* [Task details]
Please list every line in the listing below that contains the string "suit", copying each such line in full. Matching is case-sensitive.
=-=-=-=-=
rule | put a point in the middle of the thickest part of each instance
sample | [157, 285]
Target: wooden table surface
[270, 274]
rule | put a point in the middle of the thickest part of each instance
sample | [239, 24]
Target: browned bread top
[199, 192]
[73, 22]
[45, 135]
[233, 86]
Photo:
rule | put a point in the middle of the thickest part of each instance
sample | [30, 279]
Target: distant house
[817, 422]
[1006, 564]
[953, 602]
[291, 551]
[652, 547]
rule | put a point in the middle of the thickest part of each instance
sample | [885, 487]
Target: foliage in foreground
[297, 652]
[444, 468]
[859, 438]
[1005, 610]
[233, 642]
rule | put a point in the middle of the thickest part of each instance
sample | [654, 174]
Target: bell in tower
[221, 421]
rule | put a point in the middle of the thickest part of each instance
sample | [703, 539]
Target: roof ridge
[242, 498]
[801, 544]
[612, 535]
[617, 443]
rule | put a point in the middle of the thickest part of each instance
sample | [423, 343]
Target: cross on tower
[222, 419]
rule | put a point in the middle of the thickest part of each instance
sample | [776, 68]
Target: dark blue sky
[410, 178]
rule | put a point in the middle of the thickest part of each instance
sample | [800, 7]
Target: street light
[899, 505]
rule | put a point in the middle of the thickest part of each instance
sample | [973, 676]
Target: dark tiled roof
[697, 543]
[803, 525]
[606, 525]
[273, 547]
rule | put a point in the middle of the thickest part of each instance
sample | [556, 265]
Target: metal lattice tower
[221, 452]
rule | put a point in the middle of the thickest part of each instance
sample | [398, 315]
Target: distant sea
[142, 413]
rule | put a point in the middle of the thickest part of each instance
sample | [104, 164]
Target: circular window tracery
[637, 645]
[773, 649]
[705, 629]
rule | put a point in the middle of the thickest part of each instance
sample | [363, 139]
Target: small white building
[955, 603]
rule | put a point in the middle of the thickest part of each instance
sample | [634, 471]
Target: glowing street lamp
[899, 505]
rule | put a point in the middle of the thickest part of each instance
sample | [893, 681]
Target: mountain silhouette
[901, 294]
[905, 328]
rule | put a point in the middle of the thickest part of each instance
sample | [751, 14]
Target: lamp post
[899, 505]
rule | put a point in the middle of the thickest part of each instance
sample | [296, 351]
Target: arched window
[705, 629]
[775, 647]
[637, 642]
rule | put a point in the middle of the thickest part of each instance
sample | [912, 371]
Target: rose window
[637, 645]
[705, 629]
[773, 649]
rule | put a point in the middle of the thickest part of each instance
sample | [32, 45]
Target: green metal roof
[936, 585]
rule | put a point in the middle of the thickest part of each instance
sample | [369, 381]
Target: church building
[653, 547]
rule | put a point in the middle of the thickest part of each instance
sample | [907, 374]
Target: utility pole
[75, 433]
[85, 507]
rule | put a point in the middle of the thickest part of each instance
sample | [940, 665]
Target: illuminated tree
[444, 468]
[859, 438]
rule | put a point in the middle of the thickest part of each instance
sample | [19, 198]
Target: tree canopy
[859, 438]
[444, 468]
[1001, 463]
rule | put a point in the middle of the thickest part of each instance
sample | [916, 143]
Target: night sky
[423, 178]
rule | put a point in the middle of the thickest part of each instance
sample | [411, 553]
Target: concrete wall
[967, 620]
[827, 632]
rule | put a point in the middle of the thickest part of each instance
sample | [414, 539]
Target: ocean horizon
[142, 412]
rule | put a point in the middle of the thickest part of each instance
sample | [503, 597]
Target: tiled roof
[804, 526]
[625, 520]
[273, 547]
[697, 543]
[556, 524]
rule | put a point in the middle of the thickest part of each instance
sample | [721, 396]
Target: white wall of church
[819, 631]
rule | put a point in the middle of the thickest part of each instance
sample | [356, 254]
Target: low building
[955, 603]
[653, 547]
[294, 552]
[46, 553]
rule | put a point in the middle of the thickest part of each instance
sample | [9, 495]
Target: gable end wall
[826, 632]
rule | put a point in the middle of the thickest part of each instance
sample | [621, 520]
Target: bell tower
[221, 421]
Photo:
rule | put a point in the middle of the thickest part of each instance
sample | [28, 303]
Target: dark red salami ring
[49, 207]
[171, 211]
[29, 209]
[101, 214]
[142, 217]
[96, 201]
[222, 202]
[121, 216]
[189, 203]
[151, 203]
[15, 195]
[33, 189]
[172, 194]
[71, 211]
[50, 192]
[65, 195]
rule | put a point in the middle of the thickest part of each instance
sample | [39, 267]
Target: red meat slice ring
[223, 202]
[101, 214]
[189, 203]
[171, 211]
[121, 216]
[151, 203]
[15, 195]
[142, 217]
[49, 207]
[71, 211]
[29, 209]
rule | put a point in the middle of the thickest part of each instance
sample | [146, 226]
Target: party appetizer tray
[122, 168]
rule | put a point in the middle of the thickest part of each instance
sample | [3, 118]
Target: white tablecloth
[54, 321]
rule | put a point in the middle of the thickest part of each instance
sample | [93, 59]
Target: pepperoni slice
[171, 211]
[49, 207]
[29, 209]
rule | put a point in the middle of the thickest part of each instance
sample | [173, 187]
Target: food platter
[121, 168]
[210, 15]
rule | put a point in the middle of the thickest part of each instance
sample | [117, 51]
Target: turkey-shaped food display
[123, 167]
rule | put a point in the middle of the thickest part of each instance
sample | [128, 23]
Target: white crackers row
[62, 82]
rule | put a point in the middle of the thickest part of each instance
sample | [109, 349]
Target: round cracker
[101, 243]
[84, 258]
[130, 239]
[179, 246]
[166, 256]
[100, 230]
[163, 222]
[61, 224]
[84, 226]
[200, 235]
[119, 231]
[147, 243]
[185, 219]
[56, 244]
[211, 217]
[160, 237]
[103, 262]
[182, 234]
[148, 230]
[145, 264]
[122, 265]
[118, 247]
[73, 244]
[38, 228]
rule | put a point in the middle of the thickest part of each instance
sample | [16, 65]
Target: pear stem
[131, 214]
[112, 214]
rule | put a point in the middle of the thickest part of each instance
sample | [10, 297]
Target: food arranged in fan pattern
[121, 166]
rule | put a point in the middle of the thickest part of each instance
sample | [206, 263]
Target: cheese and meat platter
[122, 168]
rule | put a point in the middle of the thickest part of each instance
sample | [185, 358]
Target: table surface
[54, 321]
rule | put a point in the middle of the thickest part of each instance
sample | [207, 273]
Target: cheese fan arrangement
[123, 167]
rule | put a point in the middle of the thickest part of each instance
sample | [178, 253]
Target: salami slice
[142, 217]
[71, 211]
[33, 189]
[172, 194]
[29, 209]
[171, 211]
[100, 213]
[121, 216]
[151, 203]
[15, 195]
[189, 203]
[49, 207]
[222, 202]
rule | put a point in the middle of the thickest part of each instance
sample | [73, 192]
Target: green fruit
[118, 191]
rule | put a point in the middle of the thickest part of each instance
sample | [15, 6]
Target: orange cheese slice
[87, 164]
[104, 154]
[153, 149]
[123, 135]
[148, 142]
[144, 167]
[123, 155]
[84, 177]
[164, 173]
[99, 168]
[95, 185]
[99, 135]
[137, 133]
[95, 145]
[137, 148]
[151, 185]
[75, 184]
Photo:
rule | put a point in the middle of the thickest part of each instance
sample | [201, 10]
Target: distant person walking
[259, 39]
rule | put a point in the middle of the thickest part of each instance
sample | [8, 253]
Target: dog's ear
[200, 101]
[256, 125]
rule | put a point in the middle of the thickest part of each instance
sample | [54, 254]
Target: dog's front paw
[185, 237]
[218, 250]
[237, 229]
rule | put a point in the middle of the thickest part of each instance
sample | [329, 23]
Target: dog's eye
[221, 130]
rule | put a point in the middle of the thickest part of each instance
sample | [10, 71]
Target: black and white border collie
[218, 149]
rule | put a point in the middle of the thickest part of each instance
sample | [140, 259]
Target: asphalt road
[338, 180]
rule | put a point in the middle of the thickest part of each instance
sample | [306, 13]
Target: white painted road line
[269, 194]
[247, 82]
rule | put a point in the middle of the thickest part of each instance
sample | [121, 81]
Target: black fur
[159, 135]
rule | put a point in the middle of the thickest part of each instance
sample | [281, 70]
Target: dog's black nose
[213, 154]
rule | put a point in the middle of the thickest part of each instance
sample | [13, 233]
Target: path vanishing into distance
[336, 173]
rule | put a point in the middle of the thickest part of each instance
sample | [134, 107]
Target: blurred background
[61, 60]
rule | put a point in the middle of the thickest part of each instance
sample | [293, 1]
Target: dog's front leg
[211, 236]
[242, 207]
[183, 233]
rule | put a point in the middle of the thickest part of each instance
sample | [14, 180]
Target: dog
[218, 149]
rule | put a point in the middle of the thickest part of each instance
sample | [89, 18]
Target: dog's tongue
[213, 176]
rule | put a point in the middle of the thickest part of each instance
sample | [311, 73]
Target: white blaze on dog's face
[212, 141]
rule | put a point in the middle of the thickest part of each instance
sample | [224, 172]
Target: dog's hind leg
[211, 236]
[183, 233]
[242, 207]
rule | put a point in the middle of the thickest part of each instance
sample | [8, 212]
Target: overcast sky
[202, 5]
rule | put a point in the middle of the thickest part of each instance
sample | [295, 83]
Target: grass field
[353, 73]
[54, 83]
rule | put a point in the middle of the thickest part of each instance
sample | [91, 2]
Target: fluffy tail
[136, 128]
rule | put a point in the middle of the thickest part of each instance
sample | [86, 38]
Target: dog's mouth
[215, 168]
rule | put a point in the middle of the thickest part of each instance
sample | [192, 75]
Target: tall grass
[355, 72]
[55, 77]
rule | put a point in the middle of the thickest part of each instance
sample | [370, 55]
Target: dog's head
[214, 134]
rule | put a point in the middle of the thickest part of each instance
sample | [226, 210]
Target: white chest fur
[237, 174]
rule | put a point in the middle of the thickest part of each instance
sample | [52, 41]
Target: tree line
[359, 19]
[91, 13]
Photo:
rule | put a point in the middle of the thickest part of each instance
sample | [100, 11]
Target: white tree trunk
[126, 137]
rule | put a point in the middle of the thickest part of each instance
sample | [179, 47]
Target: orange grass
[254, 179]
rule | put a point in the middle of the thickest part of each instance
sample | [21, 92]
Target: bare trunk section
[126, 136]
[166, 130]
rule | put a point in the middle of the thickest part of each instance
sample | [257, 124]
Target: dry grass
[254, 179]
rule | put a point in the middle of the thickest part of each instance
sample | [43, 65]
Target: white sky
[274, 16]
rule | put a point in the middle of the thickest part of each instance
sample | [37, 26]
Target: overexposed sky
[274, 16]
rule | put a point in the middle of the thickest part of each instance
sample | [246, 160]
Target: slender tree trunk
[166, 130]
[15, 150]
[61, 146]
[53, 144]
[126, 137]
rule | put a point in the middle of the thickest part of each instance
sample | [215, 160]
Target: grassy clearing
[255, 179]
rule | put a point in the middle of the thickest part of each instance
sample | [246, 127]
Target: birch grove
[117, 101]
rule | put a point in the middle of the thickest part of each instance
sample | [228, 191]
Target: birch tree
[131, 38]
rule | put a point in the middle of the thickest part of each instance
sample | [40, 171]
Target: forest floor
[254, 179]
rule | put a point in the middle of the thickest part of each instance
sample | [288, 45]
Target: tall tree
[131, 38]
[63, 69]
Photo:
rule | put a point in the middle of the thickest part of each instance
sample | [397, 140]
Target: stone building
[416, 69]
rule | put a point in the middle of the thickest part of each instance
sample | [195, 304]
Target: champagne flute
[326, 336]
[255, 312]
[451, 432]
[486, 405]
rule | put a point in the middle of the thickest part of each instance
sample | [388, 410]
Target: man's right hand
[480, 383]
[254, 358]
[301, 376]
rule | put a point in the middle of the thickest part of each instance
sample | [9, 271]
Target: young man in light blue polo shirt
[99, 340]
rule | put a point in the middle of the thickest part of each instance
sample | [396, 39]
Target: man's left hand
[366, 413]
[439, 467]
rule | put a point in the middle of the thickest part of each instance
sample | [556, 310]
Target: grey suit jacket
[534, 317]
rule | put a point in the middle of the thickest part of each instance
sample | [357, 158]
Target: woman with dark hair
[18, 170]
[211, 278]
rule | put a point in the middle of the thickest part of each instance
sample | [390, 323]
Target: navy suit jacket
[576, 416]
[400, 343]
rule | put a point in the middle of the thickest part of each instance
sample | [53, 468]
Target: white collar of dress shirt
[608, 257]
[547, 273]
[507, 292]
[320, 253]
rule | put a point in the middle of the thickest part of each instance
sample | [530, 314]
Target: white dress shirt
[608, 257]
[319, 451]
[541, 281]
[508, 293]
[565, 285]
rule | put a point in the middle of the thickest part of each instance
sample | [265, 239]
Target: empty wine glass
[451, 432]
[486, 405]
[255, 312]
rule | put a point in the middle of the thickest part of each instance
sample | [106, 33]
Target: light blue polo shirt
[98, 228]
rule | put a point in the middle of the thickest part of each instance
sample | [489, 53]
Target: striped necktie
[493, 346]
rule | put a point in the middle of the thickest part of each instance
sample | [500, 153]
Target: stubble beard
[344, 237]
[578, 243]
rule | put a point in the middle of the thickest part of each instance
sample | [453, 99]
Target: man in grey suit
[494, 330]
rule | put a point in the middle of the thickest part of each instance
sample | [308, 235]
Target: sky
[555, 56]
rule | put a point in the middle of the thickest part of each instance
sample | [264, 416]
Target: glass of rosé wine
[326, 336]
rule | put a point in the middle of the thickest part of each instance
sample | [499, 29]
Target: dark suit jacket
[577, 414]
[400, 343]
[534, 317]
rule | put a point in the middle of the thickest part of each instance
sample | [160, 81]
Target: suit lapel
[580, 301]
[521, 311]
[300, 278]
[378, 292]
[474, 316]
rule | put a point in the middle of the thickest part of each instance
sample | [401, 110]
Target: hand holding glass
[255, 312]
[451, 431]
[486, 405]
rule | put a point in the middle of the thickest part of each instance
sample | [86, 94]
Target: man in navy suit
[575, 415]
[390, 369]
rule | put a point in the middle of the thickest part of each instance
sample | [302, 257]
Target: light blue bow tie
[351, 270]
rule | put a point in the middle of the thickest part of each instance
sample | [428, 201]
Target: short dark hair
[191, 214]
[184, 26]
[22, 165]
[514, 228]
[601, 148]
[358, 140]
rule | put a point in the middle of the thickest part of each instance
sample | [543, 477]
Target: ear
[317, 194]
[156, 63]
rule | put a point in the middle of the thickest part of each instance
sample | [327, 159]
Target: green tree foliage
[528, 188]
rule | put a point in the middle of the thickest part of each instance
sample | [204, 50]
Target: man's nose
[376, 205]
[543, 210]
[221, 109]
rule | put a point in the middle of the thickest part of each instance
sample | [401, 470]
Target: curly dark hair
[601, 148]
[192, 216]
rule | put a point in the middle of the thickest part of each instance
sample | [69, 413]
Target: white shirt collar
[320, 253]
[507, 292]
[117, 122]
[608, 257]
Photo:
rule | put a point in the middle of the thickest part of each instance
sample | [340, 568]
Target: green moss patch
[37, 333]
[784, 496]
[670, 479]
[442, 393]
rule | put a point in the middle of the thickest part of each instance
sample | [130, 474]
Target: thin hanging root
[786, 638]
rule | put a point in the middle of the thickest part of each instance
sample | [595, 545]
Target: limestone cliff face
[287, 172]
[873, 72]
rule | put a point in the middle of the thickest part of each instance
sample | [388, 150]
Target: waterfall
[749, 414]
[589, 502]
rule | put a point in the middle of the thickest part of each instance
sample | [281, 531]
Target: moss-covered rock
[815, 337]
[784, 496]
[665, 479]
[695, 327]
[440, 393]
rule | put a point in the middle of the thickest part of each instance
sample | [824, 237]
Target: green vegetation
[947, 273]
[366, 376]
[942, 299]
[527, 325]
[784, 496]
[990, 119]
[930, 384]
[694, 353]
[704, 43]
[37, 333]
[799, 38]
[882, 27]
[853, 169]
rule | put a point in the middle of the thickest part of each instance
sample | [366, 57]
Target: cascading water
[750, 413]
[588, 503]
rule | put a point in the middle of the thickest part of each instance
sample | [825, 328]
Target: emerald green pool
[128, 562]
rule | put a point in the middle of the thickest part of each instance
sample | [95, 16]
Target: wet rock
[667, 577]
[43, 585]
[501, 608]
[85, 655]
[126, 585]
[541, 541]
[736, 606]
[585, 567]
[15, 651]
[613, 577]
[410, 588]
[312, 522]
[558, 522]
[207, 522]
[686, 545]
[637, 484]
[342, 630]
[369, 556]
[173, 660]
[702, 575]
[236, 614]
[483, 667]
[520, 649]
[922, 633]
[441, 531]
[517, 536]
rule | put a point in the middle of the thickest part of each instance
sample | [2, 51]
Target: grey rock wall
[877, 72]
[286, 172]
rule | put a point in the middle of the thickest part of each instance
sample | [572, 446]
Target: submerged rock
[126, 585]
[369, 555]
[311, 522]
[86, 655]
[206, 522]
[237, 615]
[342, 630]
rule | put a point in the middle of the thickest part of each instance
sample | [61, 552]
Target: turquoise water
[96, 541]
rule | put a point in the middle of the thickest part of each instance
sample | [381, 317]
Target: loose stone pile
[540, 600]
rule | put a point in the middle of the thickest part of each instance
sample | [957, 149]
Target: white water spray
=-=-=-=-=
* [Answer to the exercise]
Target: grey suit jacket
Target: navy suit jacket
Target: man in grey suit
Target: dark suit jacket
Target: suit lapel
Target: man in navy suit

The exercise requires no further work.